■ EXERCISE INSTRUCTIONS
**1.** Decide whether each statement below agrees with the SML passage. Answer yes or no, and quote the words from the passage that decide it.
(a) Hunter's 2005 definition gives a fixed range for the thickness of the SML.
(b) A thickness of 60 μm was measured from sudden changes of the pH.
(c) Organisms are described as the most suitable indicators of the SML.
**2.** Answer these questions using the SML passage.
(a) To what depth does the near-surface layer described by Zaitsev extend?
(b) In what year did Wurl et al. propose validating Hunter's definition with a redeveloped SML paradigm?
(c) How is enrichment defined?
**3.** Write the next part of the SML passage, starting after its final sentence.

Historically, the SML has been summarized as being a microhabitat composed of several layers distinguished by their ecological, chemical and physical properties with an operational total thickness of between 1 and 1000 μm. In 2005 Hunter defined the SML as a "microscopic portion of the surface ocean which is in contact with the atmosphere and which may have physical, chemical or biological properties that are measurably different from those of adjacent sub-surface waters". He avoids a definite range of thickness as it depends strongly on the feature of interest. A thickness of 60 μm has been measured based on sudden changes of the pH, and could be meaningfully used for studying the physicochemical properties of the SML. At such thickness, the SML represents a laminar layer, free of turbulence, and greatly affecting the exchange of gases between the ocean and atmosphere. As a habitat for neuston (surface-dwelling organisms ranging from bacteria to larger siphonophores), the thickness of the SML in some ways depends on the organism or ecological feature of interest. In 2005, Zaitsev described the SML and associated near-surface layer (down to 5 cm) as an incubator or nursery for eggs and larvae for a wide range of aquatic organisms.

Hunter's definition includes all interlinked layers from the laminar layer to the nursery without explicit reference to defined depths. In 2017, Wurl et al. proposed Hunter's definition be validated with a redeveloped SML paradigm that includes its global presence, biofilm-like properties and role as a nursery. The new paradigm pushes the SML into a new and wider context relevant to many ocean and climate sciences.

According to Wurl et al., the SML can never be devoid of organics due to the abundance of surface-active substances (e.g., surfactants) in the upper ocean and the phenomenon of surface tension at air-liquid interfaces. The SML is analogous to the thermal boundary layer, and remote sensing of the sea surface temperature shows ubiquitous anomalies between the sea surface skin and bulk temperature. Even so, the differences in both are driven by different processes. Enrichment, defined as concentration ratios of an analyte in the SML to the underlying bulk water, has been used for decades as evidence for the existence of the SML. Consequently, depletions of organics in the SML are debatable; however, the question of enrichment or depletion is likely to be a function of the thickness of the SML (which varies with sea state; including losses via sea spray, the concentrations of organics in the bulk water, and the limitations of sampling techniques to collect thin layers . Enrichment of surfactants, and changes in the sea surface temperature and salinity, serve as universal indicators for the presence of the SML. Organisms are perhaps less suitable as indicators of the SML because they can actively avoid the SML and/or the harsh conditions in the SML may reduce their populations. However, the thickness of the SML remains "operational" in field experiments because the thickness of the collected layer is governed by the sampling method. Advances in SML sampling technology are needed to improve our understanding of how the SML influences air-sea interactions.

Marine surface habitats sit at the interface between the atmosphere and the ocean. The biofilm-like habitat at the surface of the ocean harbours surface-dwelling microorganisms, commonly referred to as neuston.

■ RECORDED INFORMATION

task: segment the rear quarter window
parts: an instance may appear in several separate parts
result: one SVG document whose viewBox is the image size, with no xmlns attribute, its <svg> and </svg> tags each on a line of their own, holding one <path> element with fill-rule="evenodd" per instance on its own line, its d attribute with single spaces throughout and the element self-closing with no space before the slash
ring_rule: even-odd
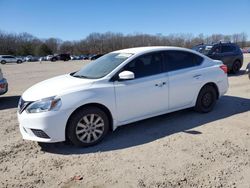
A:
<svg viewBox="0 0 250 188">
<path fill-rule="evenodd" d="M 175 71 L 201 65 L 203 57 L 186 51 L 165 52 L 165 63 L 168 71 Z"/>
</svg>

■ ANSWERS FOR THE TASKS
**1.**
(a) No: "He avoids a definite range of thickness as it depends strongly on the feature of interest."
(b) Yes: "A thickness of 60 μm has been measured based on sudden changes of the pH"
(c) No: "Organisms are perhaps less suitable as indicators of the SML"

**2.**
(a) Down to 5 cm.
(b) 2017.
(c) As concentration ratios of an analyte in the SML to the underlying bulk water.

**3.**
The sea surface microlayer (SML) constitutes the uppermost layer of the ocean, only 1–1000 μm thick, with unique chemical and biological properties that distinguish it from the underlying water (ULW). Due to the location at the air-sea interface, the SML can influence exchange processes across this boundary layer, such as air-sea gas exchange and the formation of sea spray aerosols.

Due to its exclusive position between the atmosphere and the hydrosphere and by spanning about 70% of the Earth's surface, the sea-surface microlayer (sea-SML) is regarded as a fundamental component in air–sea exchange processes and in biogeochemical cycling. Although having a minor thickness of <1000 μm, the elusive SML is long known for its distinct physicochemical characteristics compared to the underlying water, e.g., by featuring the accumulation of dissolved and particulate organic matter, transparent exopolymer particles (TEP), and surface-active molecules. Therefore, the SML is a gelatinous biofilm, maintaining physical stability through surface tension forces. It also forms a vast habitat for different organisms, collectively termed as neuston with a recent global estimate of 2 × 1023 microbial cells for the sea-SML.

Life at air–water interfaces has never been considered easy, mainly because of the harsh environmental conditions that influence the SML. However, high abundances of microorganisms, especially of bacteria and picophytoplankton, accumulating in the SML compared to the underlying water were frequently reported, accompanied by a predominant heterotrophic activity. This is because primary production at the immediate air–water interface is often hindered by photoinhibition. However, some exceptions of photosynthetic organisms, e.g., Trichodesmium, Synechococcus, or Sargassum, show more tolerance towards high light intensities and, hence, can become enriched in the SML. Previous research has provided evidence that neustonic organisms can cope with wind and wave energy, solar and ultraviolet (UV) radiation, fluctuations in temperature and salinity, and a higher potential predation risk by the zooneuston. Furthermore, wind action promoting sea spray formation and bubbles rising from deeper water and bursting at the surface release SML-associated microbes into the atmosphere. In addition to being more concentrated compared to planktonic counterparts, the bacterioneuston, algae, and protists display distinctive community compositions compared to the underlying water, in both marine and freshwater habitats. Furthermore, the bacterial community composition was often dependent on the SML sampling device being used. While being well defined with respect to bacterial community composition, little is known about viruses in the SML, i.e., the virioneuston. This review has its focus on virus–bacterium dynamics at air–water interfaces, even if viruses likely interact with other SML microbes, including archaea and the phytoneuston, as can be deduced from viral interference with their planktonic counterparts. Although viruses were briefly mentioned as pivotal SML components in a recent review on this unique habitat, a synopsis of the emerging knowledge and the major research gaps regarding bacteriophages at air–water interfaces is still missing in the literature.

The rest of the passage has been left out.